Aim A: From the market commentary, list every organization named as making a forecast or projection about the CNY or the Chinese economy.
Aim B: According to the market commentary, what was consumer inflation in the Tokyo metropolitan area, excluding fresh food, in December?
Aim C: Turn the paragraph of the market commentary beginning "The JPY ended moderately higher this week" into a bulleted list that keeps its main figures.

BNP Paribas SA has predicted the CNY to fall to 7.45 by year end 2025, with Nomura forecasting that the CNY might devalue to 7.6 in May. JPMorgan Chase is predicting the CNY to hit 7.5 in 2Q25.

Meanwhile, Chinese President Xi Jinping gave his annual New Year address and during his ten-minute speech said that the Chinese economy is on “an upward trajectory” and that the government can offset its challenges using its extensive international relationships.

“The Chinese economy faces some new conditions, including challenges of uncertainties in the external environment and pressure of transformation from old growth drivers into new ones. But we can prevail with our hard work. As always, we grow in the wind and rain, and we get stronger through hard times. We must be confident.”

Xi also reiterated China’s intent on taking Taiwan, saying “no one can ever stop China’s reunification, a trend of the times.”

Xi predicted that China’s GDP will exceed CNY 130 trillion, equivalent to $18.08 trillion USD.

However, the IMF continues to project a slowing Chinese economy, with 2025 GDP growing 4.5%.


Around Asia: Japan

“The JPY closed moderately higher this week”
“Japanese economy 2025 GDP predicted at 1.8%”
“Japanese inflation trending towards BOJ target of 2%”
“Labor market remains tight with unemployment at 2.5%”
“Competition for scarce labor amid declining population could boost productivity”

The JPY ended moderately higher this week, from 157.8 per USD on 27 December 2024 to close at 157.2 per USD on 3 January 2025. The JPY is up 0.41% for the week, down 4.79% over the past month, up 0.01% YTD, and down 8.69% over the past 12 months.

The Japanese economic growth is increasing, but with uneven momentum, as reported on 26 December by The Wall Street Journal.

Consumer inflation in the Tokyo metropolitan area, excluding fresh food, increased to 2.4% YoY in December from 2.2% YoY in November. Tokyo prices are considered as a leading economic indicator of national trends.

Consumer inflation nationwide has been trending close to the Bank of Japan’s target of 2%, supporting market expectations for policy rate increases.

Retail sales increased 2.8% YoY in November, up from 1.3% YoY in October, boosted by holiday shopping and cooler weather boosting demand for winter clothes and goods.


The Japanese labor market remains tight with 2.5% unemployment in November, unchanged from October.

Data section:
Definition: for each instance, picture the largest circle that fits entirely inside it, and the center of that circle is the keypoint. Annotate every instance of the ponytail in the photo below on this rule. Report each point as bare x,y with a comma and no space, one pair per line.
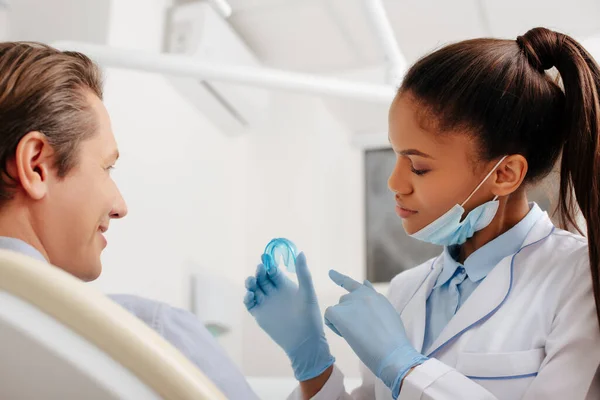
580,165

Full response A:
- BNP Paribas SA
- Nomura
- JPMorgan Chase
- IMF

Full response B: It rose to 2.4% YoY in December, up from 2.2% YoY in November.

Full response C:
- Weekly move: from 157.8 per USD on 27 December 2024 to 157.2 per USD on 3 January 2025
- Week: up 0.41%
- Past month: down 4.79%
- YTD: up 0.01%
- Past 12 months: down 8.69%